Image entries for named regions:
_____

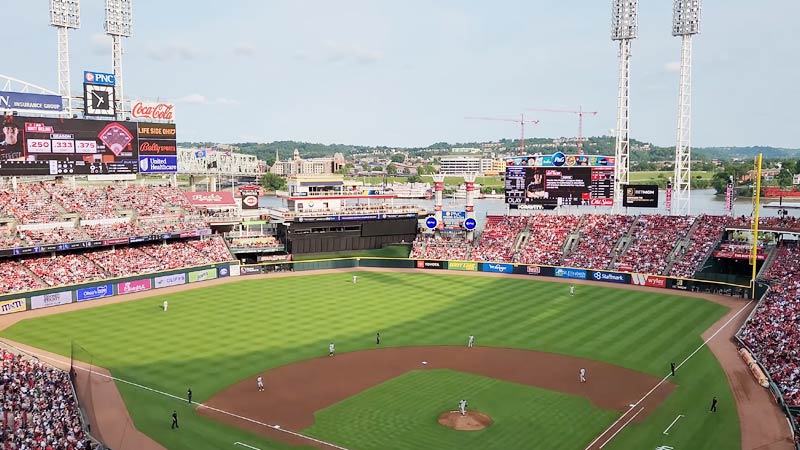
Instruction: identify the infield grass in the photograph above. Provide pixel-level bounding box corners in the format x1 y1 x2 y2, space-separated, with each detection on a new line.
2 272 739 450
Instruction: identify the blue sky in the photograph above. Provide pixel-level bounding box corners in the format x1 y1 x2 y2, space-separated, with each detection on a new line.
6 0 800 147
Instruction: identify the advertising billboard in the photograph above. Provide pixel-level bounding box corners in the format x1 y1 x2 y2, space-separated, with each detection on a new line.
117 278 153 295
622 184 658 208
153 273 186 289
505 166 614 209
75 283 114 302
31 291 72 309
0 298 28 316
0 116 178 176
189 269 217 283
0 91 64 112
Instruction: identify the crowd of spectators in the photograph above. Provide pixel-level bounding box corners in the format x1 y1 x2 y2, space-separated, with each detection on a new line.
516 214 580 265
615 215 695 275
471 216 528 262
564 214 635 269
0 348 96 450
742 245 800 406
0 236 233 296
669 214 731 278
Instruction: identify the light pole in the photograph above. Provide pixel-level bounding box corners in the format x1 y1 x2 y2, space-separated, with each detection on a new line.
671 0 700 215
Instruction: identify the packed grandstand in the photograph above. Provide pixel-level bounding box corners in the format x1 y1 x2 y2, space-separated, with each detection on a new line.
0 182 800 450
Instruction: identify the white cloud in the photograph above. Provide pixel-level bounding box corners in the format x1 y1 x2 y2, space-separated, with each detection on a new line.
89 33 111 55
322 41 383 65
664 61 681 73
147 42 200 61
233 42 256 56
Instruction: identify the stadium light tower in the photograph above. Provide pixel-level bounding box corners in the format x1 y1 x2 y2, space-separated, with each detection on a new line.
670 0 700 215
50 0 81 113
611 0 639 211
105 0 133 120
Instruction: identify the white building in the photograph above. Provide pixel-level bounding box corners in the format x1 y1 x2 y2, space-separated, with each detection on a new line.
439 156 493 175
270 149 345 176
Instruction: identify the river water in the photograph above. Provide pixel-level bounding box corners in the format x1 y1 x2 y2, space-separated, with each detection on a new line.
258 189 780 230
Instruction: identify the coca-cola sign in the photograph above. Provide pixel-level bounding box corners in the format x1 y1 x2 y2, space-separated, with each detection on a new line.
131 102 175 120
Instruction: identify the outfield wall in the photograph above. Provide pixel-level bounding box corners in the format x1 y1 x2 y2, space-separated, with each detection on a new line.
0 261 239 315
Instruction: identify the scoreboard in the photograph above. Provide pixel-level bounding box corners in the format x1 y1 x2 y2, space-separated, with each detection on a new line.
505 154 614 209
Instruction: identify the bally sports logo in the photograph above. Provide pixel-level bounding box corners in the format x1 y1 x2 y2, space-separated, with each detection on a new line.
631 273 667 288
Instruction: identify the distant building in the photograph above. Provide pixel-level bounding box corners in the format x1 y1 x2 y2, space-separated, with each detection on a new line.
270 149 345 176
439 156 494 175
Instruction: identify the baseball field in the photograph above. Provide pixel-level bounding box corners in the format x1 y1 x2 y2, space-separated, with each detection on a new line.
2 271 741 450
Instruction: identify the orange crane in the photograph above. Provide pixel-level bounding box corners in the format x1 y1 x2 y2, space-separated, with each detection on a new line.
465 114 539 156
528 106 597 155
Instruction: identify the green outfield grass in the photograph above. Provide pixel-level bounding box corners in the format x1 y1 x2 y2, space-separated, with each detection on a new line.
2 272 739 450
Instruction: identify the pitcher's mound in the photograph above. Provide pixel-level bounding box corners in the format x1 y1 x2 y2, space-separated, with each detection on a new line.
439 411 492 431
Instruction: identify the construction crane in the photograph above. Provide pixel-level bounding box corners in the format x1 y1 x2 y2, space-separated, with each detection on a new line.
465 114 539 156
528 106 597 155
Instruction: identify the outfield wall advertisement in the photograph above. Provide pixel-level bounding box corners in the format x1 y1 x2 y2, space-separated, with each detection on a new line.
0 298 28 316
75 283 114 302
31 291 72 309
189 269 217 283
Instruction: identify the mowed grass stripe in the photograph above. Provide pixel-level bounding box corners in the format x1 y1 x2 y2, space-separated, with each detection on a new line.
3 272 737 450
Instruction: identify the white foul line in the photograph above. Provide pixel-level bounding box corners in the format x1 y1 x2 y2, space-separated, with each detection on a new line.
584 300 753 450
664 414 683 434
600 406 644 449
2 345 348 450
233 442 261 450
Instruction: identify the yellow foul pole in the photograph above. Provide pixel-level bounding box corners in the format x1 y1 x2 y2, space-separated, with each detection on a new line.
750 153 761 299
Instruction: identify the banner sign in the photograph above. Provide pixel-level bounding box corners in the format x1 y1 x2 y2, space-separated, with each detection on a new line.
555 267 586 280
622 184 658 208
75 283 114 302
0 298 28 316
0 91 64 112
189 269 217 283
183 191 236 206
592 270 630 284
239 266 261 275
447 261 478 271
117 278 153 295
630 273 667 288
153 273 186 289
131 101 175 120
417 260 444 269
481 263 514 273
31 291 72 309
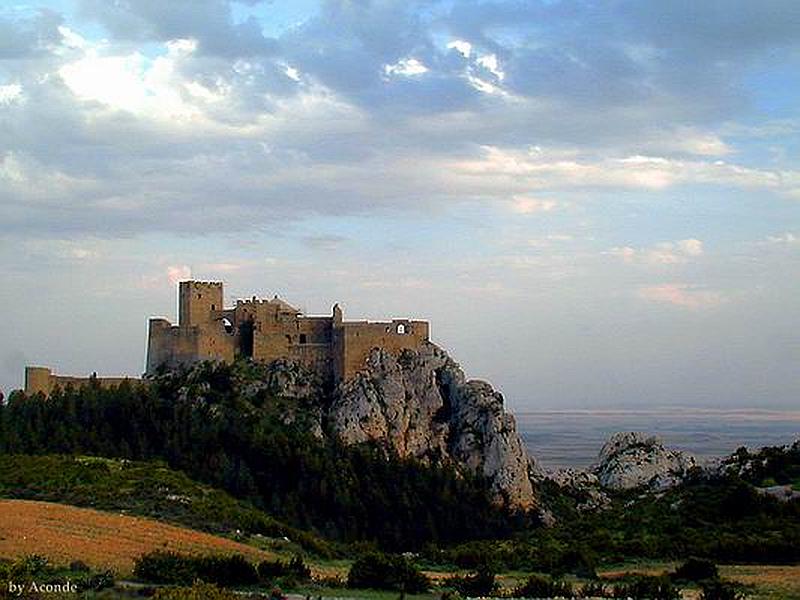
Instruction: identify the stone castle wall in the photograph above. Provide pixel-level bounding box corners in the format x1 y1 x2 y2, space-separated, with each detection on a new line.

_____

Problem: Please rewrite all of the data above with every "photograph" changed to "image" and nothing else altered, leaving out the pictures.

Task output:
Instruction: identify the infield grass in the image above. Provide pixel-level bounding box corners in the format x1 y1 x2 y2, space-separated, with each detection on a new line.
2 272 739 450
Instruction: identify the blue sky in the image above. Provide pixel-level bounding box corners in the format x1 y1 x2 y2, space-separated, with each detection on a new line.
6 0 800 147
Instruction: identify the advertising billboard in the image above. Provide pixel-level bounding box corners in the format x1 y1 x2 y2, space-separated, with each detection on a new line.
117 278 153 295
622 184 658 208
153 273 186 289
505 166 614 209
75 283 114 302
31 291 72 309
0 298 28 316
0 116 178 176
189 269 217 283
0 91 64 112
Instruction: identify the crowd of spectators in the image above. Provide pixel-level bounding box corners in the format x1 y1 x2 y2, space-separated, with each detection on a new line.
516 214 580 265
615 215 695 275
471 216 528 262
564 214 635 269
0 348 96 450
742 245 800 406
0 236 233 296
669 214 731 278
Instruction: identify the light pole in the image above. Provide pixel-level bounding box corners in the format x1 y1 x2 y2, space-separated, with each detection on a new line.
671 0 700 215
Instruction: identify the packed grandstand in the image above. Provide pixel-level bounding box corners in the format x1 y1 x2 y2, space-separated, with each detection on a new line.
0 182 800 450
Instruction: identify the white cloud in the image above. Provide pixel-level bounding box corners in the format x1 y1 x2 y2, space-separated, with each detection on a new line.
89 33 111 55
322 41 383 65
664 61 681 73
147 42 200 61
233 42 256 56
Instruction: identify the stadium light tower in the image above. Provide pixel-level bounding box corners in the format x1 y1 x2 y2, space-separated, with each detection on a new line.
670 0 700 215
50 0 81 113
611 0 639 211
105 0 133 120
Instruction: identify the white building in the image above. Provide pixel-level bounding box corners in the format x1 y1 x2 y2, space-separated, with each detection on a new line.
439 156 493 175
270 149 345 176
Instruction: identify the river water in the image above. Provide pixel-level bounding box corners in the format x1 y1 x2 y2, space-separated, with each detection on a new line.
258 189 780 230
Instruction: identify the coca-cola sign in the image above. Provide pixel-level bounding box corners in the format x1 y1 x2 y2, space-separated, with each detection on a new line.
131 102 175 120
Instruction: identify the outfield wall in the image above. Provide pixel-level bounding box corners in the format x1 y1 x2 y2, space-separated, with each detection on a new line.
0 261 239 315
Instruction: identify the scoreboard in the image above. Provide pixel-level bounding box corners in the format x1 y1 x2 y2, space-separated, with each detection on a new line.
505 154 614 209
Instruction: identify the bally sports logo in the image above. Provide pixel-level bounding box corners in the format x1 y1 x2 y2, space-separated, with each detection on a new line.
631 273 667 288
Instruction: identify the distant building in the image above. Provide pixel-level bounding box corners in the format x1 y1 x2 y2, space-separated, with each detection on a new line.
270 149 345 176
439 156 494 175
Instruction: identify the baseball field in the image above. Provide pixel-level bounding box corners in the format x1 y1 x2 y2, space-separated, with each detection on a new line.
2 271 741 450
Instruction: identify the orange crane in the image above. Provide pixel-level bounding box corners in the format x1 y1 x2 y2, space-separated, with each detection on a new line.
465 114 539 156
528 106 597 155
Instruction: identify the green outfield grass in the image above. Provide pixel-level bounding box corners in the format x1 y1 x2 y2, space-separated, with each detection on a new line.
2 272 739 450
Instruction: identify the pitcher's mound in the image above. Provide pixel-level bounding box corners in the format x1 y1 x2 y2, space-separated, with each detection on a new line.
439 411 492 431
Instruction: identify the construction crane in the image above. Provide pixel-level bounding box corners in the format x1 y1 x2 y2, space-separated, with each detection on a new line.
465 114 539 156
528 106 597 155
Instruction: identify the outfield wall advertisement in the image above. Provide pixel-level bounding box corners in the format x1 y1 x2 y2, space-separated, with each detection on a new line.
0 298 28 316
75 283 114 302
31 291 72 309
189 269 217 283
Instruction: identify the mowed grass stripe in the image above. Provide pixel-level bounding box corners in the format x1 y1 x2 y2, space-separated, with each detection on a new line.
3 272 737 450
Instruction: identify the white foul line in the image above. Provide pixel-level bounding box corners in the format x1 y1 x2 y2, space-separated, with each detection on a new line.
584 300 753 450
664 414 683 434
600 406 644 449
2 345 348 450
233 442 261 450
Instruction: identify the yellow foul pole in the image above. Provide pixel-level bounding box corners in the format x1 y1 x2 y2, space-separated, with each detection on a new line.
750 153 761 299
Instruction: identify the banner sign in the image above. Provide pixel-level bounding box corners in the format x1 y1 x2 y2, space-separated, with each detection on a new line.
555 267 586 280
622 184 658 208
75 283 114 302
0 298 28 316
0 91 64 112
189 269 217 283
183 191 236 206
592 270 630 284
239 266 261 275
447 261 478 271
117 278 153 295
630 273 667 288
153 273 186 289
131 101 175 120
417 260 444 269
481 263 514 273
31 291 72 309
Instruction: identify the stone castle wall in the image above. Provide pixel-level bounding box corners in the format x1 y1 x2 y2, space-separated, with each detection on a new line.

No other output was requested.